* _TASK OBJECTIVE_: Going through the listing below, tally the lines that contain the word "query" and give only that figure.

* _DATA UNDER STUDY_:
Segment Open

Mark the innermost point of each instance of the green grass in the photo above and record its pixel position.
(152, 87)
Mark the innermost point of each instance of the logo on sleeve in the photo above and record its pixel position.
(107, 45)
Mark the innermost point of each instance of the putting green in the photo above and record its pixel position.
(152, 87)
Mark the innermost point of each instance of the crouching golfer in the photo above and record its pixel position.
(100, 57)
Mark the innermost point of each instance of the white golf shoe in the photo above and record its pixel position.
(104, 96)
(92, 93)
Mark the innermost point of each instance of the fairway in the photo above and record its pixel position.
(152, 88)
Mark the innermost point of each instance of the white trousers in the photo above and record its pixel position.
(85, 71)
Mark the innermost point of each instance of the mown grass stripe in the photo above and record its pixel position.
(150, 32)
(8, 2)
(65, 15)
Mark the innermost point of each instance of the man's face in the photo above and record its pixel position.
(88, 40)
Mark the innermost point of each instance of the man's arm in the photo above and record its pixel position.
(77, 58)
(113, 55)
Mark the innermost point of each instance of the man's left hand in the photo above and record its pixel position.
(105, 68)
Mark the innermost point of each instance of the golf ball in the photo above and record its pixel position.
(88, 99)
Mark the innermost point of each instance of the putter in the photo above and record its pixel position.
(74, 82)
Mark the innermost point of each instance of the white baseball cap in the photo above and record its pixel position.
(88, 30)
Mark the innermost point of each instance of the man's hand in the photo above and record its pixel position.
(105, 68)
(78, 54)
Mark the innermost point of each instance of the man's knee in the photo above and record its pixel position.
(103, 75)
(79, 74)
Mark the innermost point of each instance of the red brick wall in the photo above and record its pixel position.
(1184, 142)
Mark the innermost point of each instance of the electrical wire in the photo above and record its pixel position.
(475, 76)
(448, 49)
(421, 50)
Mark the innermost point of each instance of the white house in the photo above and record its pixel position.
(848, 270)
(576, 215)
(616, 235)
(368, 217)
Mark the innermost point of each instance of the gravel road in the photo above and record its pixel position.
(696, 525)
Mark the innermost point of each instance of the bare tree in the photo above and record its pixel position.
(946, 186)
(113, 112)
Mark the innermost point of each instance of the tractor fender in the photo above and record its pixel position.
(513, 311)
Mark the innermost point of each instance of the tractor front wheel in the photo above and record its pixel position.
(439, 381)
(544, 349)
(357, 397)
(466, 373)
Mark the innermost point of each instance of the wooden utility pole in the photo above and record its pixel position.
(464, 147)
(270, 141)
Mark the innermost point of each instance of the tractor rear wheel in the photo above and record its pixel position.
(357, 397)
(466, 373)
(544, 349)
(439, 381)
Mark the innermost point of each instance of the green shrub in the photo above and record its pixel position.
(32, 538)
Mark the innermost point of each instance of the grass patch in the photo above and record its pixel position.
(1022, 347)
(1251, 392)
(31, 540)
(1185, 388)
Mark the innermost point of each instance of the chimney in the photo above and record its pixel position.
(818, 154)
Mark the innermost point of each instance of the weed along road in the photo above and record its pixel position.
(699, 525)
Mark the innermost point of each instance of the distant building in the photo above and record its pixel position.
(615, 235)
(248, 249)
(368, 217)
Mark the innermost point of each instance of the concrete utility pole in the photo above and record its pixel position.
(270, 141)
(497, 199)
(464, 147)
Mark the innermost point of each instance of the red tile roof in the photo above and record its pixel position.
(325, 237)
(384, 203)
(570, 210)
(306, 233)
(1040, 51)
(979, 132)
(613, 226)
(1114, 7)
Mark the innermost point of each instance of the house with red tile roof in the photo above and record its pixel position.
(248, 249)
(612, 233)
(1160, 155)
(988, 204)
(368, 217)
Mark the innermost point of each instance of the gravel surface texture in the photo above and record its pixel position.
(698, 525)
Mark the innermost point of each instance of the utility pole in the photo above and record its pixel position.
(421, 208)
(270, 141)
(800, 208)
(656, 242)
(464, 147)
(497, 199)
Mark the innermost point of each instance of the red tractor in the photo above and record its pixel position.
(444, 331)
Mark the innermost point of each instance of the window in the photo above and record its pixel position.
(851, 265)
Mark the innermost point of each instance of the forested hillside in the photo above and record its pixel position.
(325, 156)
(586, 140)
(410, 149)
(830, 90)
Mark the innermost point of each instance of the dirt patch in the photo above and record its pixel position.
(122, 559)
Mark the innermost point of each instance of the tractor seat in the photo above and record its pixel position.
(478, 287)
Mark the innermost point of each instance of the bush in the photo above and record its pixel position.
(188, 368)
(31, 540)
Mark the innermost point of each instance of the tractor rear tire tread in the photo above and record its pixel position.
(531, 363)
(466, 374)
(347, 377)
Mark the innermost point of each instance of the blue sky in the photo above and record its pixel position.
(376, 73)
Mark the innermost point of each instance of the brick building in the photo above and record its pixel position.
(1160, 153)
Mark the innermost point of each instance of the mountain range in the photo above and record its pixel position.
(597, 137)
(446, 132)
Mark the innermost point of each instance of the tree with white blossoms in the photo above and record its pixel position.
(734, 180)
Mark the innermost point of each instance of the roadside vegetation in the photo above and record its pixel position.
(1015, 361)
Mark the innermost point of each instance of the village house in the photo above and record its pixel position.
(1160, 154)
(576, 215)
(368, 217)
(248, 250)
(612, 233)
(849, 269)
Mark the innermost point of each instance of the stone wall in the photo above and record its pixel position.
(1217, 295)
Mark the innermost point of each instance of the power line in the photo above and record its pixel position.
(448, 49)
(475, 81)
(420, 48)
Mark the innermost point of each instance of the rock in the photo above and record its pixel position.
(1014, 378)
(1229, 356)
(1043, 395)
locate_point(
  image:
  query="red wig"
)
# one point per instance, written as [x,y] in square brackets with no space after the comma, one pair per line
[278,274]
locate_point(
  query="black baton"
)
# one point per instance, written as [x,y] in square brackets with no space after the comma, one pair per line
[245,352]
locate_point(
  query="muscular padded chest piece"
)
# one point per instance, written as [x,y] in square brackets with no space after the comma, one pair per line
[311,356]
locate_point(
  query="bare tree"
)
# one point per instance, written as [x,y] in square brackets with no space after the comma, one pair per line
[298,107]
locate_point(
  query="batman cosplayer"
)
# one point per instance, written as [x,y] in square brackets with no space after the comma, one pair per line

Segment Closed

* _EXERCISE SOLUTION_: 5